─── ENTRIES PROVIDED

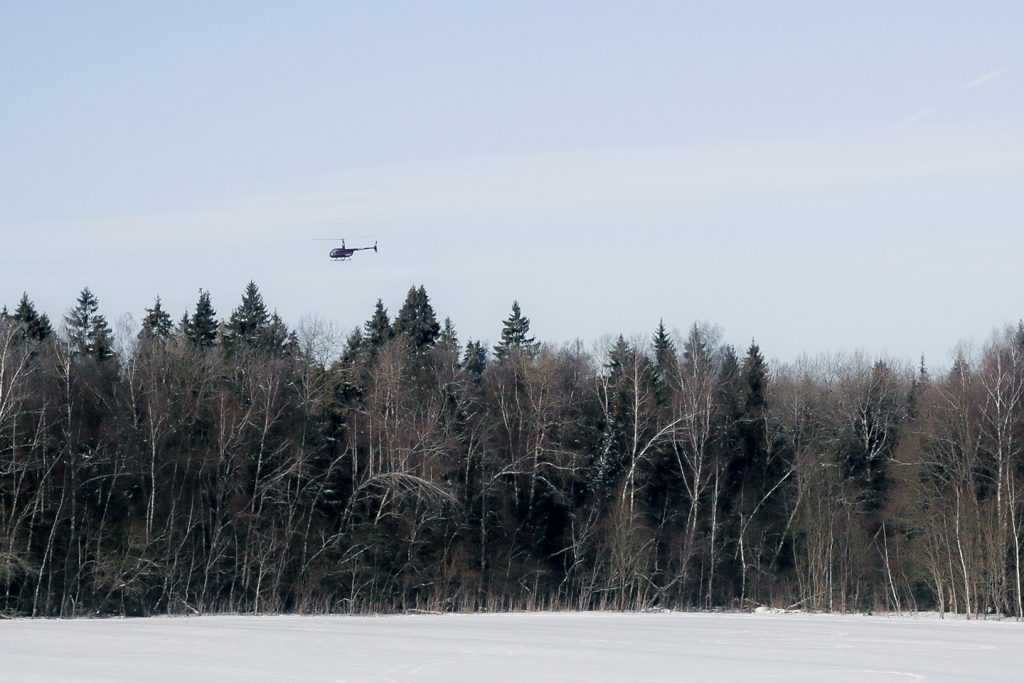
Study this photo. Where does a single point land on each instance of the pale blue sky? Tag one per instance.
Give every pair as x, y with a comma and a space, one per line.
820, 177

──────
─── ENTRIES PROVIDED

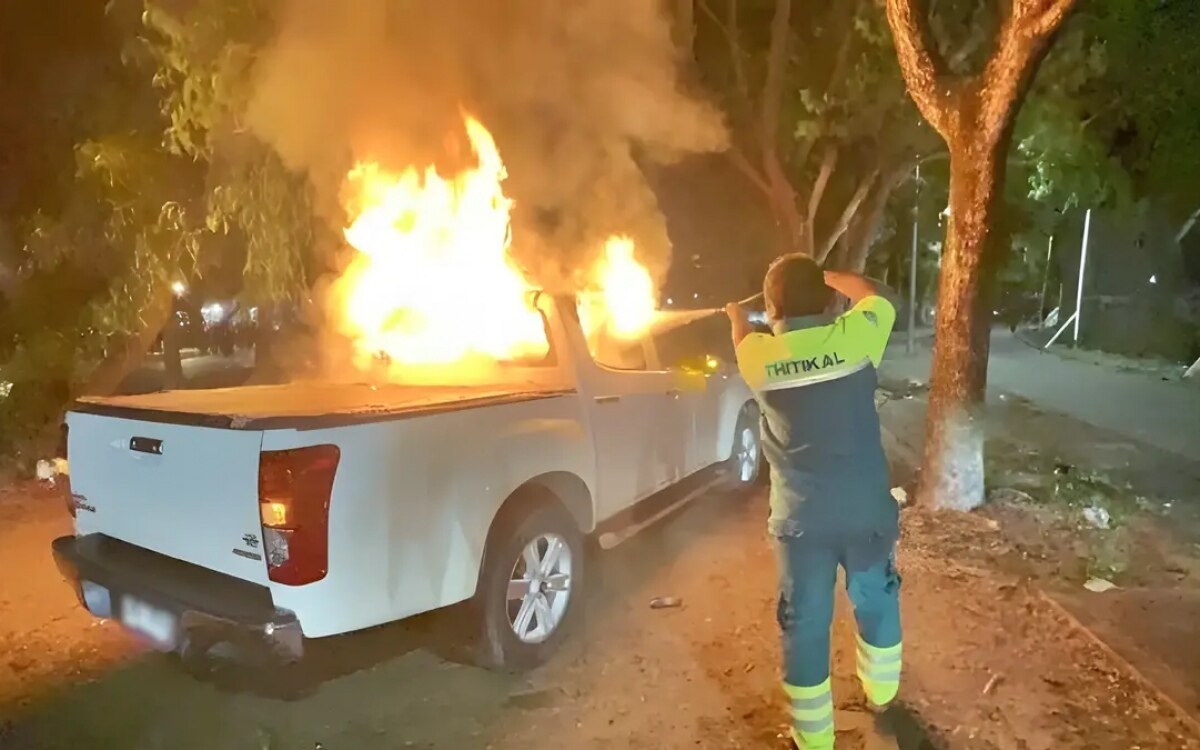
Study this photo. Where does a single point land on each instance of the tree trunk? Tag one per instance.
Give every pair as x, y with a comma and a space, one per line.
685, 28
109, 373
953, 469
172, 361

──────
─── ENTRIES PROVIDED

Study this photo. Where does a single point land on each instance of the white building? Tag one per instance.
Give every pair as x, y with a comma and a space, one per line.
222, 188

──────

**WRITTEN TASK**
Report each line of the records that contains the word "this", copying every such line in full.

**OUTPUT OF THE EXERCISE**
Study this photo. Where does a single point land on each instance of the pale blue sky? Tag one per instance.
Study this photo. Where does a single point land on each instance of the tree trunk? Tag one per instance.
Study this photo. Where does a single point land on each instance of the white building? Tag one per instance.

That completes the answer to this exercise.